◆ **WORK TASK**:
Copy each line of the listing that includes "marker".

◆ **DATA SHOWN**:
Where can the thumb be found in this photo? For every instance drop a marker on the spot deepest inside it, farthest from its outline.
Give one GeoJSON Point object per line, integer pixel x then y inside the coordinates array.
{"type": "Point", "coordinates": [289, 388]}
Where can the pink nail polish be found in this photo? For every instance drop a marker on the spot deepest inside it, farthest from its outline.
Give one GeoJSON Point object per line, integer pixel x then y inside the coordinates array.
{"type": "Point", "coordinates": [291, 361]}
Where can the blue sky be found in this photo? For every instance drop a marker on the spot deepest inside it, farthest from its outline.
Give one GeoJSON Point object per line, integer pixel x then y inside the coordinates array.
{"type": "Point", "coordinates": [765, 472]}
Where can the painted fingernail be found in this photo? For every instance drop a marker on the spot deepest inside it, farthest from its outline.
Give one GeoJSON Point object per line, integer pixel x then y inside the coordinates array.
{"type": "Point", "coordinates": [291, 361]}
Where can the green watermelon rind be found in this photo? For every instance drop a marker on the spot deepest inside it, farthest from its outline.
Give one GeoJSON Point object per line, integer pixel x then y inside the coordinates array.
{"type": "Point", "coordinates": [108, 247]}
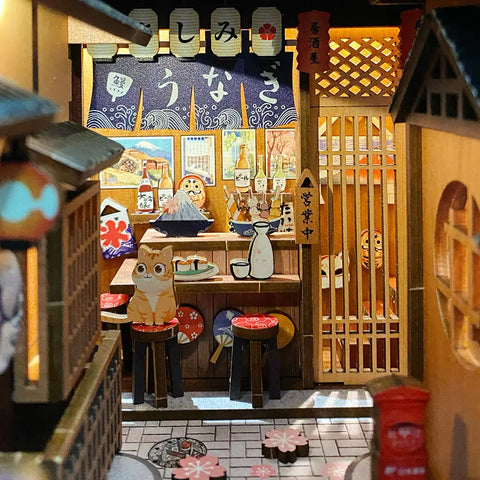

◆ **THE COMPLETED TASK**:
Where can the thumb be found in this photo? For every instance drop a marker on the spot deepest inside it, farthest from its outline.
Where can the pink nail polish be found in this photo? For every instance drop a marker on the spot deepest inside it, farthest from its outline.
Where can the blue sky be found in this photo? For every instance drop a marker on the spot deepest inside it, farthest from its outline.
Where can the painted fingernail be found in this photo? For every instance drop a marker on the spot deepest inside it, farthest from its outline.
Where can the green watermelon rind be found in this photo? For every instance drop a marker on the spot deepest inside it, farthest from its outline.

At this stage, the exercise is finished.